- Description of the task -
The reply should consist of every entry, repeated exactly.

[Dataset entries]
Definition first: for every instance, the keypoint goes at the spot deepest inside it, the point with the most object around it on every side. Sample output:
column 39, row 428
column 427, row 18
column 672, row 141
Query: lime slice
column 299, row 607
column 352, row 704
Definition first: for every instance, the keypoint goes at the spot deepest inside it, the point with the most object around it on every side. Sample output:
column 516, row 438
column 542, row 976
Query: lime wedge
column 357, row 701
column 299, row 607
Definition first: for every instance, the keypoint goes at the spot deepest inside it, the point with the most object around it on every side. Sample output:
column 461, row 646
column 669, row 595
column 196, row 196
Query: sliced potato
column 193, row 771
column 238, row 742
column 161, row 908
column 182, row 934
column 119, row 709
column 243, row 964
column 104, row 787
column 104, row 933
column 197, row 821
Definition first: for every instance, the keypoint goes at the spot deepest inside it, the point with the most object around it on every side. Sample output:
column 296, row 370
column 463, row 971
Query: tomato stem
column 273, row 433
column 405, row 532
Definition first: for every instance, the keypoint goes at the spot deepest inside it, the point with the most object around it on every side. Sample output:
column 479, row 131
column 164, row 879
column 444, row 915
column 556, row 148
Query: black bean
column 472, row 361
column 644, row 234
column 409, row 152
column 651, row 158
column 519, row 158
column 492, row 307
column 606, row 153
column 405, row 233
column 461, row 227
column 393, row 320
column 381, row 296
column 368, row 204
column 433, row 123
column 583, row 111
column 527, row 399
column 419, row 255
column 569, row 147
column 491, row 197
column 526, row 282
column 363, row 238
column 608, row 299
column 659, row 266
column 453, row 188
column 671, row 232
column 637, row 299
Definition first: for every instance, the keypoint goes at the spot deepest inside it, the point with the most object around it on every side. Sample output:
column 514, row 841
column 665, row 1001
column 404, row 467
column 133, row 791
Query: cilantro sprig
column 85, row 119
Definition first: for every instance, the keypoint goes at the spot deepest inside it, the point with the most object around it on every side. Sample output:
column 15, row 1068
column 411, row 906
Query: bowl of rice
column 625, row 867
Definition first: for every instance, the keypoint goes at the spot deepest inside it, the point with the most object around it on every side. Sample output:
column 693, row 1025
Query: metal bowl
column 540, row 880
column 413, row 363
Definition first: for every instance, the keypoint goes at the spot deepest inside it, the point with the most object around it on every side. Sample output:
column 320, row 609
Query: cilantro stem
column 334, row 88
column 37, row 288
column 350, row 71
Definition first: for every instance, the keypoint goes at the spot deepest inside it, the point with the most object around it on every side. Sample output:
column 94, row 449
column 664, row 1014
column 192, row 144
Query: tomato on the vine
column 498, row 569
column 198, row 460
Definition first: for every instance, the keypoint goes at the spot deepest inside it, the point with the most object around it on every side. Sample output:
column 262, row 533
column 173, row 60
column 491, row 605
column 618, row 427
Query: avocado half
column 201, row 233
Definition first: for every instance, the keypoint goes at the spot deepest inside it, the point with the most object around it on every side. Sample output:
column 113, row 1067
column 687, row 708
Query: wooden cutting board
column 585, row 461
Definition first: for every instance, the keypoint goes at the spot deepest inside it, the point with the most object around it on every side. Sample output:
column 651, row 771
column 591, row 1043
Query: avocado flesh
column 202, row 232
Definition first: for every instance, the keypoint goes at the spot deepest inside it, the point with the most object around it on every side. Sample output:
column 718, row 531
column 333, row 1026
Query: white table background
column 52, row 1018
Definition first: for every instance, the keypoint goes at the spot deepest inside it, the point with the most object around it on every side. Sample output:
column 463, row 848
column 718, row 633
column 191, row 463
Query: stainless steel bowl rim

- Written answer -
Definition first: for every instance, the keypoint goes at the spot deepest inside it, the point with the most object around it on every side. Sample output:
column 39, row 428
column 427, row 18
column 672, row 141
Query: lime slice
column 299, row 607
column 352, row 704
Definition first: for every instance, the keypoint goes at the spot deepest inside it, the point with the most object around it on every side. Sample output:
column 516, row 438
column 542, row 976
Query: lime wedge
column 357, row 701
column 299, row 607
Definition first: for every instance, the keypoint goes at the spot deepest inside it, the point with the most object around it on every side. Sample output:
column 461, row 646
column 669, row 595
column 196, row 196
Query: sliced potato
column 193, row 771
column 238, row 742
column 161, row 908
column 182, row 934
column 119, row 709
column 243, row 964
column 104, row 787
column 104, row 933
column 197, row 821
Definition first: for every instance, the keypoint goes at the spot deepest inside it, the point with the most object around it on every side. Sample output:
column 296, row 370
column 463, row 971
Query: tomato stem
column 273, row 433
column 405, row 532
Definition first: for every instance, the keypoint goes at the spot deepest inside it, the point with the most object around it on every side. Sample output:
column 479, row 131
column 164, row 879
column 444, row 915
column 556, row 148
Query: black bean
column 472, row 361
column 644, row 234
column 409, row 152
column 651, row 158
column 519, row 158
column 492, row 307
column 606, row 153
column 405, row 233
column 461, row 227
column 393, row 320
column 381, row 296
column 368, row 204
column 433, row 123
column 583, row 111
column 527, row 399
column 419, row 255
column 569, row 147
column 491, row 197
column 526, row 282
column 363, row 238
column 608, row 299
column 659, row 266
column 453, row 188
column 671, row 232
column 637, row 299
Definition first: for every instance, the keypoint goes at the spot deepest inside it, the point with the most object around it on every side. Sample output:
column 514, row 841
column 665, row 1001
column 404, row 467
column 133, row 791
Query: cilantro sprig
column 85, row 119
Definition first: for every instance, the keypoint goes at the spot deepest inside it, the point with the most object around it on every side. Sample output:
column 15, row 1068
column 411, row 906
Query: bowl of rice
column 625, row 867
Definition first: for every instance, the keypoint goes at the spot deepest inside it, the point with the most object around it on every side. Sample output:
column 693, row 1025
Query: metal bowl
column 540, row 880
column 413, row 363
Definition first: for every instance, the keypoint goes at the spot deepest inside it, the point with the most object around it on every side. Sample output:
column 320, row 609
Query: cilantro stem
column 334, row 88
column 37, row 288
column 350, row 71
Definition first: for every instance, the keypoint goes at the spot deepest inside it, the point with the most object around it on every side. Sample output:
column 94, row 449
column 664, row 1014
column 192, row 144
Query: tomato on the vine
column 498, row 569
column 198, row 460
Definition first: for every instance, the keypoint goes at the spot deepest inside it, the point with the most object around it on every side. Sample output:
column 262, row 533
column 173, row 60
column 491, row 605
column 618, row 427
Query: avocado half
column 201, row 233
Definition first: for every instance, the keypoint goes at the spot deepest inside it, the point with the most object around it on every side. Sample output:
column 113, row 1067
column 687, row 708
Query: wooden cutting board
column 585, row 461
Definition first: for every instance, the keypoint goes at the spot deepest inside it, the point with the most object around it on every side. Sample output:
column 651, row 771
column 591, row 1043
Query: avocado flesh
column 202, row 232
Definition first: for every instance, the keypoint goes at the spot deepest inside it, the point with the most object around it on every side. Sample output:
column 718, row 531
column 333, row 1026
Query: white table background
column 52, row 1018
Definition first: for every instance, the keypoint goes at the spot deepest inside it, the point with the most object around it on every side. Sample output:
column 463, row 848
column 718, row 633
column 191, row 463
Query: stainless steel bowl rim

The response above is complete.